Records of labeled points
>>>>

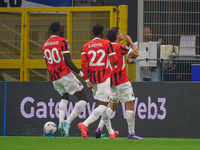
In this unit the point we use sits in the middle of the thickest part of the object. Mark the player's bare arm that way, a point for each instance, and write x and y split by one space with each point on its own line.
134 51
71 65
85 72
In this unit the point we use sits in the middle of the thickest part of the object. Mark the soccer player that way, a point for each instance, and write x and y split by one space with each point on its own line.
59 63
95 61
121 89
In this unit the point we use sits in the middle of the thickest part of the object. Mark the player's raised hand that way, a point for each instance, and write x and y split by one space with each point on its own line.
128 38
90 85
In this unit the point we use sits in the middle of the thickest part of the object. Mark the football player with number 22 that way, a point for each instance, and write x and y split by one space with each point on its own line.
60 66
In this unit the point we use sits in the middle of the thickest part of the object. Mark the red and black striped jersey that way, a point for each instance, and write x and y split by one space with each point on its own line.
120 75
97 53
53 50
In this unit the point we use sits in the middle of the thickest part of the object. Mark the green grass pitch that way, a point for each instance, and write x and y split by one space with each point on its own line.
78 143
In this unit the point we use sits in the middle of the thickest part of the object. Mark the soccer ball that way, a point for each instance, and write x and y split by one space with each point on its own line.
49 128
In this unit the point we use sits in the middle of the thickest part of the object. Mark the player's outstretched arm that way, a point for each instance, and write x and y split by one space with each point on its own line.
134 51
71 65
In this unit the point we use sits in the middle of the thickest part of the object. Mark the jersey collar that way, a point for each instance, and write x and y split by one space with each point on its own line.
113 43
96 38
53 35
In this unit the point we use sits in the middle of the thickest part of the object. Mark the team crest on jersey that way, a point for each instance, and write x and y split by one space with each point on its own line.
68 46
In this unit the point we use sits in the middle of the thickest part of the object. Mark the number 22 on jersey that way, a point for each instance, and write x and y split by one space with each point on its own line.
94 54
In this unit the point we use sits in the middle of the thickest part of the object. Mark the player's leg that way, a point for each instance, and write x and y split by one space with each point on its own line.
130 118
74 87
62 111
78 108
101 92
110 110
127 97
62 105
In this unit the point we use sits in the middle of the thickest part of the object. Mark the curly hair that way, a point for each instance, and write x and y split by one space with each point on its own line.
54 27
112 34
97 29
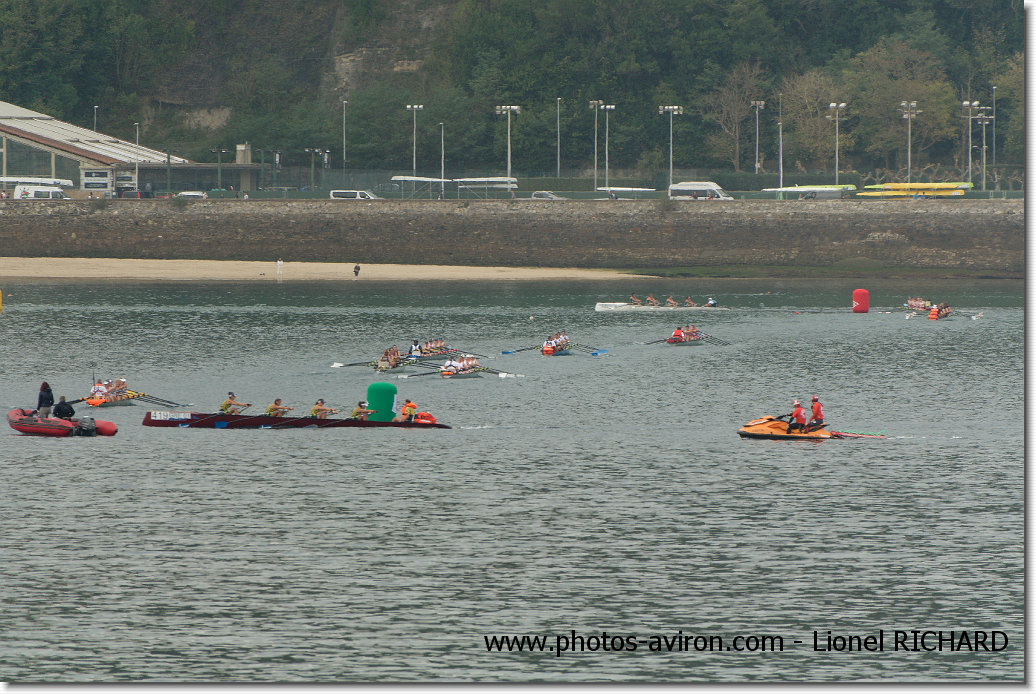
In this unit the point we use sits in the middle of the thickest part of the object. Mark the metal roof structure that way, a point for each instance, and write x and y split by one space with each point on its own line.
88 147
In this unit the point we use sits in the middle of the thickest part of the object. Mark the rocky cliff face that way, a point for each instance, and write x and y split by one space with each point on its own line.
974 235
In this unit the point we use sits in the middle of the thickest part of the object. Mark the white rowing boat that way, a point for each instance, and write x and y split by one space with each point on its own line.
625 306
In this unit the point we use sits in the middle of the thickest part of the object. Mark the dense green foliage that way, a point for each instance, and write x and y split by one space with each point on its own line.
267 74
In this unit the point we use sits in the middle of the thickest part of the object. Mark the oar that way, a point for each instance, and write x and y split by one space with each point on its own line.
715 341
427 373
464 351
504 374
523 349
594 351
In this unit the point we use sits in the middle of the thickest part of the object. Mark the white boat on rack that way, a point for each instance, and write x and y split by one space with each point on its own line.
626 306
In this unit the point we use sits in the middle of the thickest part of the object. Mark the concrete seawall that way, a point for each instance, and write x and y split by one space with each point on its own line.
976 235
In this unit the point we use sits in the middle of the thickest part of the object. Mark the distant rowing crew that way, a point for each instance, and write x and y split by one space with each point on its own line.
651 300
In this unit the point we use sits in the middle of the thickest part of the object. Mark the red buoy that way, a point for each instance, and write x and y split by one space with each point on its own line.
861 300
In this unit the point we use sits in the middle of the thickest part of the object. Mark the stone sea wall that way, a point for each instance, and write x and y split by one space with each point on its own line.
965 234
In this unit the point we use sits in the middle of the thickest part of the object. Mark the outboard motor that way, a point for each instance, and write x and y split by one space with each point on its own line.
86 427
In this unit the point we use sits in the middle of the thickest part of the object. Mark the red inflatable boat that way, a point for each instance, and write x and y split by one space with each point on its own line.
25 422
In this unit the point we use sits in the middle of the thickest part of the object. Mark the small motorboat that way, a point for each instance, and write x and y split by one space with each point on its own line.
776 428
25 422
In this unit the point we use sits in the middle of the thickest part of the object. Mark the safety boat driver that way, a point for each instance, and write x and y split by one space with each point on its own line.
798 421
816 421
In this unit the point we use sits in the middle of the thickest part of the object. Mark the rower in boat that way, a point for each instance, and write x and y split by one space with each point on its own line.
277 409
320 410
232 406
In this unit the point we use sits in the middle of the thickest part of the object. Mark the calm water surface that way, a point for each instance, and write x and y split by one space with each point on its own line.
593 494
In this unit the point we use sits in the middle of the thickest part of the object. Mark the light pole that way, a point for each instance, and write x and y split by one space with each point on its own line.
558 137
508 110
414 108
780 141
313 174
836 111
983 119
757 106
994 126
595 104
671 110
910 111
136 160
344 102
607 108
219 151
970 106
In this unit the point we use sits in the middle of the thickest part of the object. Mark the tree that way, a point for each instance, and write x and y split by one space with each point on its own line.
729 105
805 99
879 80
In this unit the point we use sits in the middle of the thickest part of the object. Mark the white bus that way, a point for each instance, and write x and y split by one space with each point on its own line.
697 190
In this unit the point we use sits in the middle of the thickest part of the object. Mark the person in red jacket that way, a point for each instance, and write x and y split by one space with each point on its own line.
816 421
798 421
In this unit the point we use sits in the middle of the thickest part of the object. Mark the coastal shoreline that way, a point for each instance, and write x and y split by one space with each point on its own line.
239 270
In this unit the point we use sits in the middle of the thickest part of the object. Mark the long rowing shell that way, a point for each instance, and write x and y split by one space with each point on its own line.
221 421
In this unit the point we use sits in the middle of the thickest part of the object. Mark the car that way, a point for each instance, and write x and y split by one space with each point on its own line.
546 195
353 195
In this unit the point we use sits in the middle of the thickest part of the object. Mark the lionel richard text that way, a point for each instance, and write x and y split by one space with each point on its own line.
991 641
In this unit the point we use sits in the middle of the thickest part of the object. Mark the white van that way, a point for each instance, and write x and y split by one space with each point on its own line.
697 190
39 193
353 195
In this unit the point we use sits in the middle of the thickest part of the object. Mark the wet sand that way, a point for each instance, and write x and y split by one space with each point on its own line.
119 268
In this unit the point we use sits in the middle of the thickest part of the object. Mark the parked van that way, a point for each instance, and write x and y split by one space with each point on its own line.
353 195
697 190
39 193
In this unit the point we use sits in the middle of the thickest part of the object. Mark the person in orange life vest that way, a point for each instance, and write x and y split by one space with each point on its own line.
406 414
816 421
798 421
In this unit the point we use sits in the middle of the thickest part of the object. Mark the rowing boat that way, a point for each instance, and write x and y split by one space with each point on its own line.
626 306
24 422
221 421
470 373
111 402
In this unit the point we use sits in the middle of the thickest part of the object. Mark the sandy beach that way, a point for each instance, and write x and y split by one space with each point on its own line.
120 268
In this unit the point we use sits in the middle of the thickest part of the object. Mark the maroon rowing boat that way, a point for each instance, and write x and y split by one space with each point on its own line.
221 421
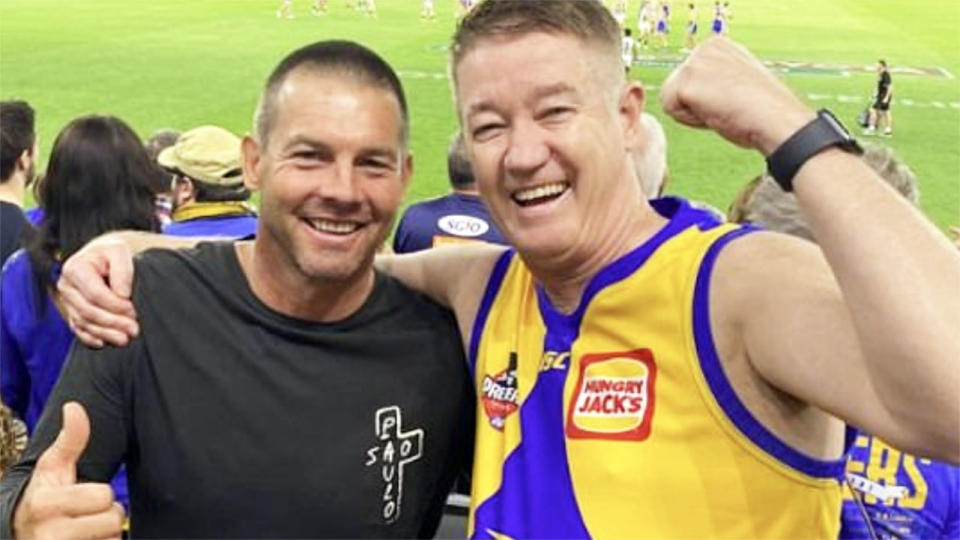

<<<<

> _Requirements_
Write out the whole listing above word for word, and leave the pictures out.

> _Reply to the exercise_
In this unit the point we use sits in the middle of the thickest part of the object. Mark the player's bare arm that way, a point for each instance, and write x and y split by one space with each point on its own line.
134 51
71 65
85 72
In this unit the point we use sits in the middle of the thickest part of the object. Mark the soccer player that way, a point for each instance, and write x and y split by one space with each point on its own line.
59 63
95 61
121 89
In this unit the point we use sits in the middle of the thickest part of the object. Mark the player's raised hand that way, a point for each instance, and write x and y split by one space with each point on its own line.
128 38
90 85
In this unit the point we use sits in the middle of the thickest part of the object. Mark the football player with number 22 that way, a point for each instance, and write x and y split by one space with each point on its own line.
60 66
In this unit the point we use sits in the middle of the thickest part of the object. Mark the red and black striped jersey that way, a point for each instance, and write x and y split by one space with each point on its own line.
120 75
97 53
53 50
In this unit the point we use sits in the middle of the thickest part of the object. Mark the green grass pitch that way, a point for each instance, and write x and y split by one space with each point on its own line.
78 143
In this unit the point we use sits in the middle of the thickest part of the object. Mark the soccer ball that way, a point for each instance, and write x and y split by one space with each point on its own line.
49 128
In this unit the point we use sits in the middle of the thickest part of the object. Mark the player's outstretched arm that way, a point for each instance, and write x and y split by one space with each point on its own line.
134 51
71 65
In this unit the point we use sits in the middle of the thickest part of the object. Mark the jersey collar that way, a point for each instance, and write x and y split by one space with each point on its own line.
113 43
96 38
53 35
In this unit the point we use sits in the middle of the thickest part of the object. Mark the team crest on jersey that way, a point for each instance, and write x and y split by one space with each point on its own line.
68 46
In this unit the point we use sits in the middle of the thickest part of the object. Mark the number 22 on jersey that way, a point for each instance, and write x and y split by one space with each point on its own line.
94 54
In this unit the point we use sits in the middle of the thickest part of the object. Mark the player's leg that way, a point for each instance, and write x and y split by one space with each point on its own line.
130 118
74 87
62 111
78 108
101 92
110 110
127 97
62 105
In this unit the point we use sits in the middle of the thickest part of the object. Mark the curly hair that way, a point for each instance, and write x and y split by one space with each point on its own line.
54 27
112 34
97 29
In this unit the point we use sits in the middle of the thickest part of the object. Mark the metal roof structure that way, a point for each instance, and write x and y split by one space with each point on its own line.
88 147
In this unit the point we use sits in the middle of the thickest part of the object. Mark the rocky cliff face that way, a point for each instance, and write x and y split by one space with each point on its own line.
974 235
In this unit the point we use sits in the middle of the thickest part of the object. Mark the white rowing boat that way, a point for each instance, and write x and y split by one space with each point on its own line.
625 306
In this unit the point we use sits in the middle of the thickest part of the object. Mark the dense green foliage that way, a point for each instance, and write x and y split by one space with each point on its own line.
267 74
In this unit the point we use sits in the middle of the thickest part of the object. Mark the oar that way, a point for each instance, and write x and y split by one space with each point on its own line.
715 341
427 373
464 351
504 374
523 349
594 351
In this unit the point we use sits in the middle of the thickest part of the object. Mark the white boat on rack that way, a point for each instance, and write x and y split by one space with each point on its own line.
626 306
In this unit the point we use sits in the middle of the thickest part of the object. Mark the concrete seawall that way, a point for each instance, and write x and y split by one space with each point on its own line.
976 235
In this unit the point we use sits in the middle of the thickest part of the object. Mark the distant rowing crew that way, a point for each instance, and write x and y split by one space with each point on its own line.
651 300
In this unit the point we use sits in the middle of the thickest part of the object. Mark the red buoy that way, a point for each instance, and write x and y split by one space with each point on its own line.
861 300
In this unit the point we use sits in the middle of the thickest part of the object. Mark the stone sea wall that way, a point for each instance, and write x and y split by one space with each point on its own line.
965 234
In this unit the point we use sits in the middle of the thickest part of the object. Mark the outboard motor that way, a point for each instance, and write x and y split by one space with each point on its own line.
86 427
In this unit the point we use sits in the middle of the thickest part of the object. Mark the red inflatable boat that way, a point for each instance, and write x and y split by one space with each point on its own line.
25 422
In this unit the point we use sits in the middle of the thickest part of the object. Mark the small motorboat that way, a point for each instance, and write x and y split by one space with each point on its own line.
776 428
25 422
In this unit the point we use sits in the middle of the thickest part of the object. Mark the safety boat driver that way, a point for each instance, and write x and y split by one space with each point on its own line.
798 421
816 421
In this unit the point we use sits in the middle of the thickest part of the object. Mark the rower in boat that way, a point for each instance, and write x and y split by one space with each point on its own line.
277 409
320 410
232 406
In this unit the point we use sits in the middle of the thickest part of the object. Mark the calm water surface that way, a point for each instance, and write x and y split by one space with each point on its own line.
593 494
In this unit the point we use sits in the middle of the thickest part of the object. Mark the light pole that way, a point for each instance, and write x and y split by one space with each point on its own line.
558 137
508 110
414 108
780 141
313 174
836 111
983 119
757 106
994 126
595 104
671 110
910 111
136 160
344 102
607 108
219 151
970 106
In this unit the point we use sits in the middle of the thickest part of the object. Mark the tree that way, a point for each instance, and write x and y split by one space with each point on its own line.
729 105
805 99
879 80
In this unit the point we use sits in the middle of the thickest part of the object. Mark the white bus that way, a point for each instance, and write x and y split by one space with each point on its own line.
697 190
In this unit the point we use sits in the middle of the thickest part of the object. Mark the person in red jacket that way, a point for each instance, and write x and y split by one space with each point on its own line.
816 421
798 421
In this unit the point we use sits in the middle of the thickest part of the object. Mark the coastal shoreline that way, a point for each instance, and write x and y split by one space with each point on its own line.
239 270
In this unit the point we use sits in the middle of the thickest part of the object. Mark the long rowing shell that way, a point for each instance, and write x and y split by one space with each point on its own line.
221 421
In this unit the point we use sits in the middle of the thickest part of the object. Mark the car that way, a point for each instance, and write x and y split by one space with each point on its own line.
546 195
353 195
In this unit the point we use sits in the middle of the thickest part of the object. Mark the lionel richard text that way, a point for each instance, and write x and y split by one space with each point on its own line.
991 641
In this unit the point we use sits in the middle of the thickest part of the object. Mark the white van that way, a point for each instance, and write x and y split by one space with each point on its own line.
697 190
39 193
353 195
In this unit the point we use sits in the middle of the thickest part of the object. Mark the wet sand that way, a point for each instance, and write x and y split by one space with each point on its own line.
119 268
In this unit the point we use sits in the middle of the thickest part of the object. Mark the parked van that way, a point for each instance, and write x and y split by one space with each point on its own line.
353 195
697 190
39 193
In this unit the point we use sits in the middle of the thickest part of the object. Mark the person in orange life vest that way, a point for each instance, and write x and y split by one space with each point on its own line.
406 414
816 421
798 421
In this unit the point we use sits in the middle of the thickest part of the object. Mark the rowing boat that way, a point for each instance, and write x and y split by one space with each point on its own line.
626 306
24 422
221 421
470 373
111 402
In this unit the point we use sits in the middle of the thickest part of the object. Mark the sandy beach that way, a point for each instance, and write x and y split by one space with each point on its own line.
120 268
In this unit the point we use sits in the middle of the thickest part of the object. Mark the maroon rowing boat that way, a point for each instance, and write x and y split by one space with each point on its own line.
221 421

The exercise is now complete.